• [Data for processing]

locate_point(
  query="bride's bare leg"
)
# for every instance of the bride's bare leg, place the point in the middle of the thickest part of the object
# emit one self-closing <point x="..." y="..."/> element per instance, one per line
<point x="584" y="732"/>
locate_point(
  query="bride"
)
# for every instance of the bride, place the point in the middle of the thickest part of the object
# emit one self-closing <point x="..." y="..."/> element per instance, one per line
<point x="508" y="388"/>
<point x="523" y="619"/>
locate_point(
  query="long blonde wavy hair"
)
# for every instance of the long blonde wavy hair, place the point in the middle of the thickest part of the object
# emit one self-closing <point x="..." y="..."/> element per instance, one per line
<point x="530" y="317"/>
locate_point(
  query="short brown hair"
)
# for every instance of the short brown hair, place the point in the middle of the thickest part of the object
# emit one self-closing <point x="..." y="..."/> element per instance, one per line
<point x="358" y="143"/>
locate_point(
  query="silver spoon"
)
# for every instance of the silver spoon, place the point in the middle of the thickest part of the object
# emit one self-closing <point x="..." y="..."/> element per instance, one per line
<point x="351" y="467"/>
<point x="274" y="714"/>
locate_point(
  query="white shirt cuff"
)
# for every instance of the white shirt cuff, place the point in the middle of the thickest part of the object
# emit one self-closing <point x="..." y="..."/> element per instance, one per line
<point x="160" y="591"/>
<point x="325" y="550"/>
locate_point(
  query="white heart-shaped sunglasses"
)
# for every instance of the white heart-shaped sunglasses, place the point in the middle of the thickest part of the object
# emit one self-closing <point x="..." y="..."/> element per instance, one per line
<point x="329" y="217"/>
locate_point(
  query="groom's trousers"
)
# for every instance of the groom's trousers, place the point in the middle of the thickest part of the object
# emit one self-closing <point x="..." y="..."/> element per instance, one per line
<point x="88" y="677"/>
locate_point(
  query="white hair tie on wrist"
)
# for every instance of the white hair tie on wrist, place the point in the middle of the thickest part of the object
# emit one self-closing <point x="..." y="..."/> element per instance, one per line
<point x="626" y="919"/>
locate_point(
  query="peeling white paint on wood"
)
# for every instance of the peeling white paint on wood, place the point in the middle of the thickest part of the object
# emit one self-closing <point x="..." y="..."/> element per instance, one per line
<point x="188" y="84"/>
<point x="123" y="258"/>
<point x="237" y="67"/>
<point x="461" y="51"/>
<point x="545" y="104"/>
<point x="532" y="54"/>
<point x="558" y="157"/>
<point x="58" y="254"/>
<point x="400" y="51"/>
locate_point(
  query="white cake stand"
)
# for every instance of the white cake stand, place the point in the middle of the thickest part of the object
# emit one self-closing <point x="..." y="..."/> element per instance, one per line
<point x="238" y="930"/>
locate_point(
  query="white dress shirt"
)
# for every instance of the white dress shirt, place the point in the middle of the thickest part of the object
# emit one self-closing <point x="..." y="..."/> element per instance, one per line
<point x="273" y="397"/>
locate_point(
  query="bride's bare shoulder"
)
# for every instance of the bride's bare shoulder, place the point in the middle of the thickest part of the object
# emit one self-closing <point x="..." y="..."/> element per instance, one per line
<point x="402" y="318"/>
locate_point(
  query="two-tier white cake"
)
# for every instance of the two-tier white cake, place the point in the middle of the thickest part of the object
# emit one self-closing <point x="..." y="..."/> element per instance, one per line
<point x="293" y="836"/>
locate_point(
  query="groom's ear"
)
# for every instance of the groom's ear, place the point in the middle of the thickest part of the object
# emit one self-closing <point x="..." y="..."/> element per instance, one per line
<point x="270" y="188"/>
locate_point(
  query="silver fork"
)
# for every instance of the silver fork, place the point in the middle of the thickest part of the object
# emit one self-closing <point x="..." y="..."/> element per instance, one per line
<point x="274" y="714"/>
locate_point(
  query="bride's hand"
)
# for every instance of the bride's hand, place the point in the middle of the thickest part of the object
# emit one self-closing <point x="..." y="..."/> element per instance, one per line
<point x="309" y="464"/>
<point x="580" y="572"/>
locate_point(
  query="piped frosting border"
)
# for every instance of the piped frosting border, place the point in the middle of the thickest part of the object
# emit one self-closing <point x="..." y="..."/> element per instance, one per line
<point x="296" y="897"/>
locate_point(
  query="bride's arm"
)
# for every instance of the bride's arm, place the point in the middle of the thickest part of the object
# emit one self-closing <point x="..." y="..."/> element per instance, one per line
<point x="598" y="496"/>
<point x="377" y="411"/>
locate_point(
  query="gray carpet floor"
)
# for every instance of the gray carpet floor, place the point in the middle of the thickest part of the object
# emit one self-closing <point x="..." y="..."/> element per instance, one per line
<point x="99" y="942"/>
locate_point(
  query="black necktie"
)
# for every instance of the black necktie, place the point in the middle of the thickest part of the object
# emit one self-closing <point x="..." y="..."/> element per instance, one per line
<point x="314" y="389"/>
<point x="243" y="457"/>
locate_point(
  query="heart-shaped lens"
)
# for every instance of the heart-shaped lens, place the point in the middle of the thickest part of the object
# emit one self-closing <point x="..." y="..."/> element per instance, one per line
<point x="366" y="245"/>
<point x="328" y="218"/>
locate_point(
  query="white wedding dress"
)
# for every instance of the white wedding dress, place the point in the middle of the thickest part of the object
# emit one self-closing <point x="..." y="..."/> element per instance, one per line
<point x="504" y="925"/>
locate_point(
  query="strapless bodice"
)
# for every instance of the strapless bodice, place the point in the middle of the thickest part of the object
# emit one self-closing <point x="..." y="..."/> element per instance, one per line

• [Description of the task] Set down the whole listing exactly.

• [Answer section]
locate_point(
  query="bride's bare leg"
)
# for every instance of the bride's bare leg, place the point in the middle of the thickest part of the object
# emit one self-closing <point x="..." y="..."/> element per instance, one per line
<point x="584" y="732"/>
locate_point(
  query="bride"
)
# for every instance of the bride, place the point in the middle of the thickest part of the object
# emit one self-closing <point x="..." y="..."/> element per instance, one per line
<point x="508" y="388"/>
<point x="523" y="619"/>
locate_point(
  query="long blonde wavy hair"
)
# for every instance of the long blonde wavy hair, place the point in the middle of the thickest part of the object
# emit one self-closing <point x="..." y="..."/> element per instance, one per line
<point x="530" y="317"/>
locate_point(
  query="short brown hair"
)
# for every instance of the short brown hair, place the point in the middle of the thickest part of the object
# emit one self-closing <point x="..." y="..."/> element per instance, one per line
<point x="358" y="143"/>
locate_point(
  query="silver spoon"
)
# for every instance of the silver spoon, place the point in the middle of the thickest part of the object
# emit one self-closing <point x="..." y="..."/> element per instance, one per line
<point x="351" y="467"/>
<point x="274" y="714"/>
locate_point(
  query="white shirt cuff"
)
# for every instance of the white shirt cuff, place the point in the middle of the thickest part of the object
# emit one self-closing <point x="..." y="..."/> element per instance, one per line
<point x="160" y="591"/>
<point x="325" y="550"/>
locate_point(
  query="white heart-shaped sunglasses"
)
# for every instance of the white heart-shaped sunglasses, place the point in the middle of the thickest part of the object
# emit one self-closing <point x="..." y="..."/> element per instance, one per line
<point x="329" y="217"/>
locate_point(
  query="groom's trousers"
)
# for every instance of the groom's trousers, place the point in the middle of the thickest part of the object
# emit one self-closing <point x="..." y="..."/> element per instance, one per line
<point x="88" y="677"/>
locate_point(
  query="white hair tie on wrist"
)
# for every instance of the white hair tie on wrist, place the point in the middle of the thickest part of the object
# emit one self-closing <point x="..." y="..."/> element per instance, one per line
<point x="626" y="919"/>
locate_point(
  query="peeling white paint on wood"
)
# for every instance of the peeling white paint on wood, place the point in the middle of the thickest part of the object
# emit one self-closing <point x="..." y="..."/> element per instance, one per line
<point x="188" y="84"/>
<point x="123" y="258"/>
<point x="237" y="67"/>
<point x="461" y="51"/>
<point x="545" y="104"/>
<point x="532" y="54"/>
<point x="558" y="157"/>
<point x="58" y="254"/>
<point x="400" y="51"/>
locate_point(
  query="white cake stand"
)
# for every instance of the white cake stand, place the point in the middle of the thickest part of the object
# emit one self-closing <point x="..." y="..."/> element per instance, one per line
<point x="238" y="930"/>
locate_point(
  query="white dress shirt"
)
# for every instance of the white dress shirt, place the point in the middle of the thickest part of the object
# emit one self-closing <point x="..." y="..."/> element per instance, one per line
<point x="273" y="397"/>
locate_point(
  query="bride's bare shoulder"
)
# for every instance of the bride's bare shoulder, place the point in the middle of the thickest part of the object
# emit one self-closing <point x="..." y="..."/> element per instance, one per line
<point x="402" y="318"/>
locate_point(
  query="two-tier white cake"
)
# for every instance of the two-tier white cake, place the point in the middle of the thickest part of the object
# emit one self-closing <point x="..." y="..."/> element per instance, one per line
<point x="293" y="836"/>
locate_point(
  query="groom's ear"
)
# for every instance of the groom's ear, place the point in the middle of the thickest part of the object
# emit one self-closing <point x="..." y="..."/> element per instance, one per line
<point x="270" y="188"/>
locate_point(
  query="silver fork"
)
# for every instance of the silver fork, place the point in the middle of the thickest part of the object
# emit one self-closing <point x="..." y="..."/> element per instance, one per line
<point x="274" y="714"/>
locate_point(
  query="bride's hand"
)
# for every instance of the bride's hand, place the point in the middle of the thickest part of the object
# emit one self-closing <point x="..." y="..."/> element per instance, one per line
<point x="309" y="464"/>
<point x="580" y="572"/>
locate_point(
  query="piped frosting border"
)
# for every instance of the piped frosting border, place the point in the middle of the thickest part of the object
# emit one self-closing <point x="..." y="..."/> element per instance, one per line
<point x="296" y="897"/>
locate_point(
  query="bride's arm"
)
# for every instance of the bride's arm, place the point in the middle of the thickest part of the object
# emit one self-closing <point x="..." y="..."/> element per instance, one per line
<point x="598" y="496"/>
<point x="377" y="411"/>
locate_point(
  query="gray carpet floor"
)
# for every instance of the gray carpet floor, place the point in the middle of the thickest part of the object
# emit one self-closing <point x="..." y="..."/> element per instance, one per line
<point x="99" y="942"/>
locate_point(
  query="black necktie"
)
# for every instance of the black necktie, place the point in the middle of the thickest part of the object
# emit one self-closing <point x="..." y="..."/> element per instance, one per line
<point x="314" y="389"/>
<point x="243" y="457"/>
locate_point(
  query="heart-shaped lens"
)
# for every instance of the heart-shaped lens, place the point in the middle of the thickest part of the object
# emit one self-closing <point x="..." y="..."/> element per instance, one per line
<point x="366" y="245"/>
<point x="328" y="218"/>
locate_point(
  query="white wedding dress"
)
# for every instance of the white wedding dress, place the point in the middle of the thickest part of the object
# emit one self-closing <point x="..." y="..."/> element per instance, one per line
<point x="504" y="925"/>
locate_point(
  query="strapless bodice"
)
# for every instance of the strapless bodice, place the point in the middle of the thickest part of the object
# emit one self-closing <point x="..." y="..."/> element per instance, one per line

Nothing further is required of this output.